## [Objectives]
(a) From the type theory excerpt below, list each word or phrase that is enclosed in quotation marks.
(b) Pick up the type theory excerpt below right after its final sentence and keep writing in the same voice.

## [Excerpted text]
For someone like me, coming from a programming language background, type theory really hits its stride when we look at type systems and particularly type inference. But you can’t understand type inference without understanding the basic logic. In fact, you can’t describe the algorithm for type inference without referencing the basic inference rules of the underlying logic. Type inference is nothing but building type theoretic proofs based on a program.

So here we are: we need to spend some time looking at the basic logic of type theory. We’ve looked at the basic concepts that underlie the syntax and semantics, so what we need to do next is learn the basic rules that we use to build logical statements in the realm of type theory. (If you’re interested in more detail, this is material from chapter 5 of “Programming in Martin-Löof’s Type Theory”, which is the text I’m using to learn this material.)

Martin Löoff’s type theory is a standard intuitionistic predicate logic, so we’ll go through the rules using standard sequent notation. Each rule is a sequence which looks sort-of like a long fraction. The “numerator” section is a collection of things which we already know are true; the “denominator” is something that we can infer given those truths. Each statement has the form A[\Gamma], where A is a statement, and B is a set of assumptions. For example, F(a) [a \in A, \Delta] means that F(a) is true, provided we’re in a context that includes a \in A.

Personally, I find that this stuff feels very abstract until you take the logical statements, and interpret them in terms of programming. So throughout this post, I’ll do that for each of the rules.

With that introduction out of the way, let’s dive in to the first set of rules.

Simple Introductions

We’ll start off with a couple of really easy rules, which allow us to introduce a variable given a type, or a type given a variable.

## [Data entries]
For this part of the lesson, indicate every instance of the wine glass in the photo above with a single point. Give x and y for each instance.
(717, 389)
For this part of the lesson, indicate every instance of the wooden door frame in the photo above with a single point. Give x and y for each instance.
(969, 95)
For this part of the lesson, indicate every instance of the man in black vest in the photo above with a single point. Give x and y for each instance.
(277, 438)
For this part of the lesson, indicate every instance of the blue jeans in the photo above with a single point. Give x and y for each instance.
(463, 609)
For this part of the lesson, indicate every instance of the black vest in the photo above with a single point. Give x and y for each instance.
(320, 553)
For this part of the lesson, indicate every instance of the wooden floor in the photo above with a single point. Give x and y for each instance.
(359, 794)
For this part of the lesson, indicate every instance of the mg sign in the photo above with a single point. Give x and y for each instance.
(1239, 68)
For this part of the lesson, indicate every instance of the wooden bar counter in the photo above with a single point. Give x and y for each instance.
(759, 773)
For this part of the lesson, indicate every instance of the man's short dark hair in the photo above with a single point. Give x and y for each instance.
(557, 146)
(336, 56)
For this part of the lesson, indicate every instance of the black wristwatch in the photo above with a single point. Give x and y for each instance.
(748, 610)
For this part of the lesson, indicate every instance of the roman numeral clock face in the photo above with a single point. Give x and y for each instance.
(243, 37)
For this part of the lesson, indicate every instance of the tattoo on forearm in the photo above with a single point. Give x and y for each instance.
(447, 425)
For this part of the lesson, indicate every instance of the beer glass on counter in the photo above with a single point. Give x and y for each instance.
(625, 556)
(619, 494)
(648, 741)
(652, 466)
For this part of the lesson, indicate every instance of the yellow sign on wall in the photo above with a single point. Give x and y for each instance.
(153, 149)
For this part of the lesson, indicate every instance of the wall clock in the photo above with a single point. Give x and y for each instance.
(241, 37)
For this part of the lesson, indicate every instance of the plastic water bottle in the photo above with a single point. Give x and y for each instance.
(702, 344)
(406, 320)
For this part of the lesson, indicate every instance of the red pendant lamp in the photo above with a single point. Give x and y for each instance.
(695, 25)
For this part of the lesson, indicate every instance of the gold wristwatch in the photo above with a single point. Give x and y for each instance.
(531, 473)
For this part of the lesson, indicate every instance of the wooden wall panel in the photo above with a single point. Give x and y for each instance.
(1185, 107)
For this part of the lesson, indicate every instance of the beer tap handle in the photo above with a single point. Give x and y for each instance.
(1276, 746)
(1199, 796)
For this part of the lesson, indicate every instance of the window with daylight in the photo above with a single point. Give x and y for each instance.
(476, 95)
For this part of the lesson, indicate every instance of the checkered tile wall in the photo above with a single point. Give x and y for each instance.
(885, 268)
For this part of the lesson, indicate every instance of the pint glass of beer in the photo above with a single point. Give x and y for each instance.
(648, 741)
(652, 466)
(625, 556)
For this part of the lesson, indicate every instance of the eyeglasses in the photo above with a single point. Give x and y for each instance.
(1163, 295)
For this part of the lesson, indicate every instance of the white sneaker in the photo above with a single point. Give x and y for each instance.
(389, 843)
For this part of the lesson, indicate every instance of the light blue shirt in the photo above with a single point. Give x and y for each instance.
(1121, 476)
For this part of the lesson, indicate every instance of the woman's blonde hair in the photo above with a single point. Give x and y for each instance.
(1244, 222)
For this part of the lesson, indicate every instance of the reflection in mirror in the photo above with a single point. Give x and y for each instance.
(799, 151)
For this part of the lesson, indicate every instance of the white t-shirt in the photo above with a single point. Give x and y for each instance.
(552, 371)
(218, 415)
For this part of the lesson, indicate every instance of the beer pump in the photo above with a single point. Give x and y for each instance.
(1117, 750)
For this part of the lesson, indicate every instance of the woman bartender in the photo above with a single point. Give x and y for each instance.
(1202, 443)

## [Exercise answers]
(a)
“Programming in Martin-Löof’s Type Theory”
“numerator”
“denominator”

(b)
Introducing Elements

\frac{A \,\text{type}}{a \in A \,[a \in A]}

This is an easy one. It says that if we know that A is a type, then we can introduce the statement that a \in A, and add that as an assumption in our context. What this means is also simple: since our definition of type says that it’s only a type if it has an element, then if we know that A is a type, we know that there must be an element of A, and so we can write statements using it.

If you think of this in programming terms, the statement A \text{type} is saying that A is a type. To be a valid type, there must be at least one value that belongs to the type. So you’re allowed to introduce a variable that can be assigned a value of the type.

Introducing Propositions as Types

 \frac{a \in A \, []}{A \, \text{true}}

This is almost the mirror image of the previous. A type and a true proposition are the same thing in our type theory: a proposition is just a type, which is a set with at least one member. So if we know that there’s a member of the set A, then A is both a type and a true proposition.

Equality Rules

We start with the three basic rules of equality: equality is reflexive, symmetric, and transitive.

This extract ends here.